Format every line of the records below as a Markdown table with two columns, Row and Line. Number the rows in order and leave out blank lines.

[start of DATA EXCERPTS]

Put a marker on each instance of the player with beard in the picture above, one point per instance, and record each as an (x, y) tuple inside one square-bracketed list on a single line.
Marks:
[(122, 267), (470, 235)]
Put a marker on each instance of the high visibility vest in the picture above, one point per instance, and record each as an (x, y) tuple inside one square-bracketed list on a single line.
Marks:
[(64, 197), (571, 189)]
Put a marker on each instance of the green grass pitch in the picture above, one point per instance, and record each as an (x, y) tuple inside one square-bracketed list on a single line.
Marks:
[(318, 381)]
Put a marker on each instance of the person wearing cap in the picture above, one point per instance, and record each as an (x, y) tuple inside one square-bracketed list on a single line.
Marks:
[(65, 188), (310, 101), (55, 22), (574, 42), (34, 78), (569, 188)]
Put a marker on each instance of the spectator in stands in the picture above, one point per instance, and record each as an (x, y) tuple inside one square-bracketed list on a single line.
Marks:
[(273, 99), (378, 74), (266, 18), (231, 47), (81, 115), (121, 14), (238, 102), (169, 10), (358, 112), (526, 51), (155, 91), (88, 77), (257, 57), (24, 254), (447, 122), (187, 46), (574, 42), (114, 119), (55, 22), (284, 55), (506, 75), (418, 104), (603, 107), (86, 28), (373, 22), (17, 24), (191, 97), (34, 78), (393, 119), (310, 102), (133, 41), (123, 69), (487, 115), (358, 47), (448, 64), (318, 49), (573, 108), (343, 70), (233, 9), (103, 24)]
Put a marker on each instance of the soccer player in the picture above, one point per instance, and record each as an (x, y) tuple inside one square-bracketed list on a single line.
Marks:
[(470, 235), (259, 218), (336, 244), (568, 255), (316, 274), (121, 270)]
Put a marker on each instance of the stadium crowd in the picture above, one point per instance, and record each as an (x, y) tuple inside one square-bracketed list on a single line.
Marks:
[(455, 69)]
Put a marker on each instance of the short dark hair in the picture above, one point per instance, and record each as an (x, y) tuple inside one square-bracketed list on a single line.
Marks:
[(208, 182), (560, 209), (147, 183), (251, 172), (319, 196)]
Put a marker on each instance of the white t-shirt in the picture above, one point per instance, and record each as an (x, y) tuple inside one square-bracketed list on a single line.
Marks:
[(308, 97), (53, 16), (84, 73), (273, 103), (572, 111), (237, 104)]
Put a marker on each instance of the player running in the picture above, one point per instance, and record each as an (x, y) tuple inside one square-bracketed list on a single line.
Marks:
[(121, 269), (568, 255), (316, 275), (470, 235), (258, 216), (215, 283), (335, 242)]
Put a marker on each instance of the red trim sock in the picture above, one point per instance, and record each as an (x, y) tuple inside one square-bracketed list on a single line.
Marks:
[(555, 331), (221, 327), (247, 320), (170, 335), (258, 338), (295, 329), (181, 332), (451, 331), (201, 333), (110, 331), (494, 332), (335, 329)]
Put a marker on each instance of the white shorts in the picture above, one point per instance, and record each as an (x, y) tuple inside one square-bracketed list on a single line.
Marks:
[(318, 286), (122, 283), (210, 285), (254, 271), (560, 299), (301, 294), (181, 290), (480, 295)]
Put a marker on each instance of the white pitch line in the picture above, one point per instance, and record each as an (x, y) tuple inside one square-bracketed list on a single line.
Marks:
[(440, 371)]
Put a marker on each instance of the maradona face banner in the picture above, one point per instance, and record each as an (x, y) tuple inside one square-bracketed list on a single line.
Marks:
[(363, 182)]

[end of DATA EXCERPTS]

> [EXERCISE RESPONSE]:
| Row | Line |
|---|---|
| 1 | Put a marker on each instance of the player with beard in the picture above, one point per instance, and record each as an (x, y) tuple inside one square-bracketed list on a single line. |
| 2 | Marks: |
| 3 | [(122, 267), (470, 235)] |
| 4 | Put a marker on each instance of the high visibility vest in the picture above, one point per instance, and record each as an (x, y) tuple inside one square-bracketed list on a single line. |
| 5 | Marks: |
| 6 | [(64, 197), (571, 189)] |
| 7 | Put a marker on each instance of the green grass pitch in the picture above, one point per instance, and record each as an (x, y) tuple inside one square-bracketed list on a single line. |
| 8 | Marks: |
| 9 | [(318, 381)] |
| 10 | Put a marker on each instance of the person wearing cap in the picture above, one point per instance, and record each as an (x, y) tuple inside one square-bracketed list on a single line. |
| 11 | Marks: |
| 12 | [(65, 188), (310, 101), (55, 22), (574, 42), (34, 78), (569, 188)] |
| 13 | Put a marker on each instance of the spectator in stands in the picture above, one point per instance, and record each as an (x, y) tuple inside one square-bracketed list on a single line. |
| 14 | Marks: |
| 15 | [(273, 99), (378, 74), (266, 18), (231, 47), (81, 115), (121, 14), (238, 102), (169, 10), (358, 112), (526, 51), (155, 91), (88, 77), (257, 57), (24, 254), (447, 122), (187, 46), (574, 42), (114, 119), (55, 22), (284, 55), (506, 75), (418, 104), (603, 107), (86, 28), (373, 22), (17, 24), (191, 97), (34, 78), (393, 119), (310, 102), (133, 41), (123, 69), (487, 115), (358, 47), (448, 64), (318, 49), (573, 108), (343, 70), (233, 9), (103, 24)] |
| 16 | Put a marker on each instance of the soccer player in the picture above, one point per instance, and record each as an (x, y) tuple inside one square-bracketed list on a single line. |
| 17 | Marks: |
| 18 | [(470, 235), (259, 218), (336, 244), (568, 255), (316, 274), (121, 270)] |
| 19 | Put a marker on each instance of the stadium crowd in the picture above, one point per instance, and record each as an (x, y) tuple inside one square-bracketed list on a single line. |
| 20 | Marks: |
| 21 | [(455, 69)] |
| 22 | Put a marker on each instance of the short dark hair in the picture above, one point per instance, and record each as an (x, y) tuple inside one square-bracketed list on a single line. |
| 23 | Marks: |
| 24 | [(208, 182), (560, 209), (147, 183), (251, 172), (319, 196)] |
| 25 | Put a marker on each instance of the white t-shirt in the picture above, one point per instance, and record each as an (x, y) tuple inside one square-bracketed list on a single line. |
| 26 | Marks: |
| 27 | [(308, 97), (53, 16), (84, 73), (273, 103), (572, 111), (237, 104)] |
| 28 | Put a marker on each instance of the player running in the picture above, one point per instance, and record each as an (x, y) tuple inside one square-bracketed list on a single line. |
| 29 | Marks: |
| 30 | [(121, 269), (568, 255), (316, 275), (470, 235), (258, 216), (215, 283), (335, 242)] |
| 31 | Put a marker on each instance of the red trim sock in the picture above, one point per instance, and record each as an (x, y) tuple inside one square-bracketed list on a single line. |
| 32 | Marks: |
| 33 | [(555, 331), (221, 327), (247, 320), (170, 335), (258, 338), (295, 329), (181, 332), (451, 331), (201, 333), (110, 331), (494, 332), (335, 329)] |
| 34 | Put a marker on each instance of the white shorts in the picture above, one point per instance, and record each as an (x, y) tuple inside one square-bracketed list on a single line. |
| 35 | Marks: |
| 36 | [(318, 286), (122, 283), (210, 285), (254, 271), (560, 299), (301, 294), (181, 290), (480, 295)] |
| 37 | Put a marker on each instance of the white pitch line in the picture above, one point per instance, and record each as an (x, y) tuple inside one square-bracketed list on a single line. |
| 38 | Marks: |
| 39 | [(440, 371)] |
| 40 | Put a marker on each instance of the maradona face banner in the picture above, one point per instance, and record each as an (x, y) tuple inside one square-bracketed list on a single line. |
| 41 | Marks: |
| 42 | [(363, 182)] |